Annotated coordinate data
[START]
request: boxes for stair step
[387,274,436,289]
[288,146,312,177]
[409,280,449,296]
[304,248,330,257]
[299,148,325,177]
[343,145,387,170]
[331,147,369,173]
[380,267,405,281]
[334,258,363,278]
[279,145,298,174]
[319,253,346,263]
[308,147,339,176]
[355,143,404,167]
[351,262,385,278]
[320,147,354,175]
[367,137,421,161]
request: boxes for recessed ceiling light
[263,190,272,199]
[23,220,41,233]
[END]
WHAT TO PRODUCE >> Which lines in the data above contain the word "request"? Pick out and copy each one, treating uppercase and lowercase as different.

SOLUTION TO THIS EXERCISE >>
request: boxes for stair step
request: boxes for recessed ceiling light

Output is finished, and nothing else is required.